▶ _Work to complete_:
Your answer must be an exact copy of the data below, minus any pictures.

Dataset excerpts
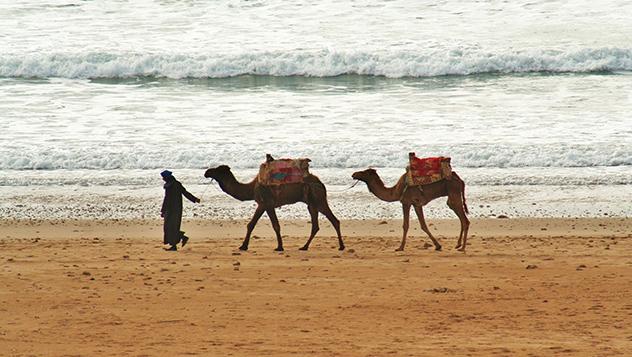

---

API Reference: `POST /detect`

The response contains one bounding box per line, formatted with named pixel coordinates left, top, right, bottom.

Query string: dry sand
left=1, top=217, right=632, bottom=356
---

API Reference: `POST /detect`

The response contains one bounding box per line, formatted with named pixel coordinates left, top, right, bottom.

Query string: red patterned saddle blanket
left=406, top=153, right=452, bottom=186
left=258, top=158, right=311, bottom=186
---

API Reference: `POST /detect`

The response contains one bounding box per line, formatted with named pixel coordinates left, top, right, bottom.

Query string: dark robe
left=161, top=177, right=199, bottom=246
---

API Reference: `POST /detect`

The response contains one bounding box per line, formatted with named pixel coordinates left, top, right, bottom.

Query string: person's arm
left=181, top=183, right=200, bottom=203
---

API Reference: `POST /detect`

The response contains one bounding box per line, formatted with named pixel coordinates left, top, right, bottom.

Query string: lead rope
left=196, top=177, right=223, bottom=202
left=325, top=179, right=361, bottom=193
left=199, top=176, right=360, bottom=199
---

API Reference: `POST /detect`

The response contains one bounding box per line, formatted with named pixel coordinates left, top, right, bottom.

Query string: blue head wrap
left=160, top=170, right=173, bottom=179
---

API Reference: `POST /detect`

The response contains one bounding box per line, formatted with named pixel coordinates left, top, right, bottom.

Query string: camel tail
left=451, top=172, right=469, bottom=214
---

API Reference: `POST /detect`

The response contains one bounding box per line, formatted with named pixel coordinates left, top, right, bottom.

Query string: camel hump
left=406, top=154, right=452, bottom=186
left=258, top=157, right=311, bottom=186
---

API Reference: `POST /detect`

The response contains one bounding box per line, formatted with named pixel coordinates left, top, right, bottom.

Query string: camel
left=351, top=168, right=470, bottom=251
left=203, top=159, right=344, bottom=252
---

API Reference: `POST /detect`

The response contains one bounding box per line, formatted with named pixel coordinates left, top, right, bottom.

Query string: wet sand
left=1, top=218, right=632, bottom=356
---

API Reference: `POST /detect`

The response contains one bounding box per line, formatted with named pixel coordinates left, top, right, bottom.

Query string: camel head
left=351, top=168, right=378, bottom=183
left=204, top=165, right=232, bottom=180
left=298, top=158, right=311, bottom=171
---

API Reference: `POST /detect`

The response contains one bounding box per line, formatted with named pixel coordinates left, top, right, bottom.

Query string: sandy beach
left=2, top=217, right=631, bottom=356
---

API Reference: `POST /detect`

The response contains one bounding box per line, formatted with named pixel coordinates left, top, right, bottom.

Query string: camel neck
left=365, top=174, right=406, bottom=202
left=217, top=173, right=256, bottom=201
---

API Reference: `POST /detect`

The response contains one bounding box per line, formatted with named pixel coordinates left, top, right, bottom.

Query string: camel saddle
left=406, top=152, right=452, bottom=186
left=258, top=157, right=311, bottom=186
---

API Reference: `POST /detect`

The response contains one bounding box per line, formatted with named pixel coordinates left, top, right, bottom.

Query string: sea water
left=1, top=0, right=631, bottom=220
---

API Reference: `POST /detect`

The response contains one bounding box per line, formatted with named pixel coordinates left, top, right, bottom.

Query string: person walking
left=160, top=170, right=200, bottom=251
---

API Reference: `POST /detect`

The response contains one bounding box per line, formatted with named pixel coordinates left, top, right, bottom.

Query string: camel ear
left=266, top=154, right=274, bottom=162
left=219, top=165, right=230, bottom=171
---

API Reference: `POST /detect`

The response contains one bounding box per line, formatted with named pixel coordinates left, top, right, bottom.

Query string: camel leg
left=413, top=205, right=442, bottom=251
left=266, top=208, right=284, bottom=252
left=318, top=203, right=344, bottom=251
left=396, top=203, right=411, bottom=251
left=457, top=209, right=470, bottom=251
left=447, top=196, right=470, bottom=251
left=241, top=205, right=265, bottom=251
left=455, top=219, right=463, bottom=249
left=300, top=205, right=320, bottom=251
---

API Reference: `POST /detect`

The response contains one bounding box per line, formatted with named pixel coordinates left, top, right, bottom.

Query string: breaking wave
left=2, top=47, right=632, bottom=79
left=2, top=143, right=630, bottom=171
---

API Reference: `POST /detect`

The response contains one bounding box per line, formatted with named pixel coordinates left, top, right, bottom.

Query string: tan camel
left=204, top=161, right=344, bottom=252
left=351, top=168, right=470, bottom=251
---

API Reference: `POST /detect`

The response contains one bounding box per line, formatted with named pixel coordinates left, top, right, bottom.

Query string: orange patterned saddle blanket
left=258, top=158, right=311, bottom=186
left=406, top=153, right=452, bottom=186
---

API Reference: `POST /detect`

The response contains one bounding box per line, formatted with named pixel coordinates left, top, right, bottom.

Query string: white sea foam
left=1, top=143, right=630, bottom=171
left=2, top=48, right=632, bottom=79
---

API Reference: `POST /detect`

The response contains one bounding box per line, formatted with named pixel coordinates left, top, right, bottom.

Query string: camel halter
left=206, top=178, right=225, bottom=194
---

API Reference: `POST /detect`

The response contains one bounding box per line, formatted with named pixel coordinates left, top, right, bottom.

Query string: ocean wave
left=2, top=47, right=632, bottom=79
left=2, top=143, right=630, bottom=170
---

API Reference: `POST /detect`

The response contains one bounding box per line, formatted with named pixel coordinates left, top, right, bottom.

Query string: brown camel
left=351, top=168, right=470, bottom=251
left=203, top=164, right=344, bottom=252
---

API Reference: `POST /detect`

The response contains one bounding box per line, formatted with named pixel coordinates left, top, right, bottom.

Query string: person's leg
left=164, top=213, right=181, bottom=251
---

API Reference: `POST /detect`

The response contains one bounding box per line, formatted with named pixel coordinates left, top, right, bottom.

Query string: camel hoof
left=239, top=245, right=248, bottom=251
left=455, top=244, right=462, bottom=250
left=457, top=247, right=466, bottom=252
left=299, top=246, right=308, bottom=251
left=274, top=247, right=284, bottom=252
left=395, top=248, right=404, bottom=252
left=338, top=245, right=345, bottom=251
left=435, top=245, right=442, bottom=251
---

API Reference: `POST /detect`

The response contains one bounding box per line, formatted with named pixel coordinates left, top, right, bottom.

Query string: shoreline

▶ _Task response_:
---

API Reference: `POST /detect`

The response contains one bounding box per line, formatted with named pixel coordinates left, top, right, bottom.

Query string: dry sand
left=1, top=217, right=632, bottom=356
---

API Reference: `POST /detect`

The response contains one bounding box per line, formatted with named pixel coordinates left, top, right, bottom.

Query string: red patterned saddle blanket
left=406, top=153, right=452, bottom=186
left=258, top=158, right=311, bottom=186
---

API Reference: `POST /detect`

The response contains one bounding box per line, formatted with named pixel coordinates left, top, right, bottom.

Query string: dark robe
left=161, top=177, right=199, bottom=246
---

API Reference: `POST /detect`

The response contains one bounding box per line, formatted with named pixel coordinates left, top, right, bottom.

Query string: person's arm
left=181, top=183, right=200, bottom=203
---

API Reference: `POST /detect`

The response contains one bounding box per line, formatted with named pixel coordinates left, top, right, bottom.

Query string: lead rope
left=196, top=177, right=223, bottom=202
left=325, top=179, right=361, bottom=193
left=199, top=176, right=360, bottom=199
---

API Reference: `POST /detect`

The response contains one bounding box per line, formatted with named pixel coordinates left, top, right, bottom.

Query string: blue head wrap
left=160, top=170, right=173, bottom=179
---

API Reference: `POST /detect`

The response contains one bounding box per line, formatted with named pixel coordinates left, top, right, bottom.

Query string: camel tail
left=451, top=172, right=469, bottom=214
---

API Reference: `POST /detect`

The response contains one bounding box per line, formatted with named pixel coordinates left, top, right, bottom.

Query string: camel hump
left=406, top=154, right=452, bottom=186
left=258, top=157, right=311, bottom=186
---

API Reference: `POST /detect`

The response contains one bounding box per line, formatted with named pixel coordinates left, top, right, bottom.

Query string: camel
left=351, top=168, right=470, bottom=251
left=203, top=159, right=344, bottom=252
---

API Reference: `POST /detect`

The response contains one bounding box per line, formatted with named pixel coordinates left, top, right, bottom.

Query string: wet sand
left=1, top=218, right=632, bottom=356
---

API Reference: `POST /detect`

The response contains one bounding box per line, formatted with named pixel coordinates left, top, right, bottom.

Query string: camel head
left=351, top=168, right=378, bottom=183
left=204, top=165, right=232, bottom=180
left=298, top=158, right=311, bottom=171
---

API Reference: `POST /detect`

The response contains one bounding box per line, formatted with named pixel coordinates left, top, right, bottom.

Query string: sandy beach
left=2, top=217, right=631, bottom=356
---

API Reference: `POST /detect`

The response contains one bounding box per line, formatted with named pixel coordinates left, top, right, bottom.

Query string: camel neck
left=365, top=174, right=406, bottom=202
left=217, top=173, right=256, bottom=201
---

API Reference: `POST /detect`

The response contains one bounding box per line, formatted with named pixel coordinates left, top, right, bottom.

Query string: camel saddle
left=406, top=152, right=452, bottom=186
left=258, top=157, right=311, bottom=186
---

API Reference: `POST /detect`

The response contains one bounding box per line, formatted with named pixel coordinates left, top, right, bottom.

Query string: sea water
left=1, top=0, right=631, bottom=220
---

API Reference: `POST /detect`

The response contains one bounding box per line, formatted with named pixel coordinates left, top, right, bottom.

Query string: person walking
left=160, top=170, right=200, bottom=251
---

API Reference: `POST /detect`

The response contains one bounding box per line, formatted with named pixel coordinates left, top, right, bottom.

Query string: camel ear
left=266, top=154, right=274, bottom=162
left=219, top=165, right=230, bottom=171
---

API Reference: `POST /detect`

The response contains one bounding box per line, formatted with named pixel coordinates left, top, right, bottom.

Query string: camel leg
left=413, top=205, right=442, bottom=251
left=266, top=208, right=284, bottom=252
left=318, top=203, right=344, bottom=251
left=396, top=203, right=411, bottom=251
left=457, top=209, right=470, bottom=251
left=447, top=196, right=470, bottom=251
left=241, top=205, right=265, bottom=251
left=455, top=219, right=463, bottom=249
left=300, top=205, right=320, bottom=251
---

API Reference: `POST /detect`

The response contains one bounding box per line, formatted with named pixel coordinates left, top, right, bottom.

Query string: breaking wave
left=2, top=47, right=632, bottom=79
left=2, top=143, right=630, bottom=171
---

API Reference: `POST /detect`

The response contains one bounding box per line, formatted with named pixel coordinates left, top, right, bottom.

Query string: tan camel
left=204, top=161, right=344, bottom=252
left=351, top=168, right=470, bottom=251
---

API Reference: `POST /detect`

The response contains one bounding box per line, formatted with named pixel coordinates left, top, right, bottom.

Query string: orange patterned saddle blanket
left=258, top=158, right=311, bottom=186
left=406, top=153, right=452, bottom=186
---

API Reference: `POST /detect`

The response contains one bounding box per line, formatted with named pixel coordinates left, top, right, bottom.

Query string: white sea foam
left=1, top=143, right=630, bottom=171
left=2, top=48, right=632, bottom=79
---

API Reference: `POST /detect`

The response contains one bounding box per line, formatted with named pixel coordinates left, top, right, bottom.

Query string: camel halter
left=206, top=178, right=225, bottom=194
---

API Reference: `POST /detect`

The response contains one bounding box per line, formatted with named pixel coordinates left, top, right, bottom.

Query string: ocean wave
left=2, top=47, right=632, bottom=79
left=2, top=143, right=630, bottom=170
---

API Reference: `POST /detect`

The response contains one bounding box per line, formatted with named pixel coordinates left, top, right, bottom.

Query string: brown camel
left=351, top=168, right=470, bottom=251
left=203, top=164, right=344, bottom=252
---

API Reference: `POST /detect`

The response contains one bounding box per line, formatted with named pixel coordinates left, top, right, bottom.

Query string: person's leg
left=164, top=213, right=181, bottom=251
---

API Reference: `POST /detect`

The response contains one bounding box per line, formatted with named pixel coordinates left, top, right, bottom.

Query string: camel hoof
left=239, top=245, right=248, bottom=251
left=455, top=244, right=462, bottom=250
left=457, top=247, right=466, bottom=252
left=299, top=246, right=308, bottom=251
left=274, top=247, right=284, bottom=252
left=395, top=248, right=404, bottom=252
left=338, top=245, right=345, bottom=251
left=435, top=245, right=442, bottom=251
---

API Reference: `POST /detect`

The response contains one bounding box per line, formatted with named pixel coordinates left, top, right, bottom.

Query string: shoreline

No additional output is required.